-- Start of Passage provided --
Section 5.4            Settlement Upon Exercise.

 

(a)          Subject to Section 5.4(b), the Company shall record on the books of the Company any Class A-1 Units purchased upon the exercise of any Option or portion thereof or issue or deliver any certificate or certificates for Class A-1 Units purchased upon the exercise of any Option or portion thereof, provided that such recording or issuance or delivery shall not be required prior to fulfillment of all of the following conditions:

 

(i)             The satisfaction of all conditions set forth in Section 5.3 (as determined by the Administrator);

 

 

 

(ii)           The completion of any registration (or exemption from registration) or other qualification of such Class A -1 Units under any state or federal law or under the rulings or regulations of the Securities and Exchange Commission or any other governmental regulatory body, which the Administrator shall, in its sole discretion, deem necessary or advisable;

 

(iii)          The obtaining of any approval or other clearance from any state or federal governmental agency which the Administrator shall, in its sole discretion, determine to be reasonably necessary or advisable; and

 

(iv)         The Company shall have determined that such exercise, purchase, issuance and delivery (and other actions in connection therewith) will not cause the Company to fail to qualify for the “lack of actual trading” safe harbor under Treasury Regulation Section 1.7704-1(j).

 

(b)          Notwithstanding the foregoing, to the extent provided in the applicable Unit Option Agreement, the Company may, in lieu of issuing Class A-1 Units, settle the exercise of an Option (or portion thereof) by payment of an amount equal to the difference between the Fair Market Value of a Class A-1 Unit on the date of settlement and the applicable Option Price (as defined in Section 4.3 above). The timing and form of such payment shall be set forth in the applicable Unit Option Agreement, subject to compliance with Section 409A of the Code (if applicable).

 

ARTICLE VI.

ADMINISTRATION

 

Section 6.1           Administrator. Prior to an Initial Public Offering, the Administrator shall be the Board; provided that the Board may delegate its authority hereunder in accordance with Section 6.2. Following an Initial Public Offering, if any, the full Board shall administer the Plan unless and until there is appointed a compensation committee (or another committee or a subcommittee of the Board assuming the functions of the Administrator under the Plan) that, unless otherwise determined by the Board, shall consist solely of two or more Directors appointed by and holding office at the pleasure of the Board, each of whom is both a “non-employee director” as defined by Rule 16b-3; provided that any action taken by the Administrator shall be valid and effective, whether or not members of the Administrator at the time of such action are later determined not to have satisfied the requirements for membership set forth herein or otherwise provided in the charter of the Administrator. In its sole discretion, the Board may at any time and from time to time exercise any and all rights and duties of the Administrator under the Plan except with respect to matters which under Rule 16b-3 (to the extent applicable), or any regulations or rules issued thereunder, are required to be determined in the sole discretion of the Administrator.
-- End of Passage provided --
-- Start of Data excerpt --
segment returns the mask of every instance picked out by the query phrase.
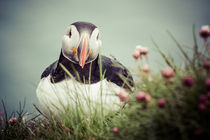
-- End of Data excerpt --
Given task A: Say whether each statement agrees with the option plan passage, answering yes or no and quoting the words of the passage that decide it: (i) Before an Initial Public Offering, the Board serves as the Administrator. (ii) The Company may pay cash instead of issuing Class A-1 Units whenever the Administrator approves. (iii) The timing and form of a cash settlement payment are set out in the applicable Unit Option Agreement.
Given task B: Carry on the option plan passage from the point where it ends.

Expected answer A:
(i) Yes: "Prior to an Initial Public Offering, the Administrator shall be the Board"
(ii) No: "to the extent provided in the applicable Unit Option Agreement"
(iii) Yes: "The timing and form of such payment shall be set forth in the applicable Unit Option Agreement"

Expected answer B:
 

Section 6.2           Delegation of Authority. The Board may, but need not, from time to time delegate some or all of its authority to grant and administer Options under the Plan to the Compensation Committee or another committee or subcommittee consisting of one or more members of the Administrator or of one or more Officers of the Company; provided that the Board shall not delegate its authority to grant and/or administer Options for any Directors and the Board shall solely entitled to grant and administer any such Options;provided, further , that to the extent the Board delegates authority to any Officers of the Company, such delegation does not include authority to make or administer any grants to any Officers of the Company. Any delegation hereunder shall be subject to the restrictions and limits that the Board specifies at the time of such delegation, and the Board may at any time rescind the authority so delegated or appoint a new delegatee. At all times, the delegatee appointed under this Section 6.2 shall serve in such capacity at the pleasure of the Board.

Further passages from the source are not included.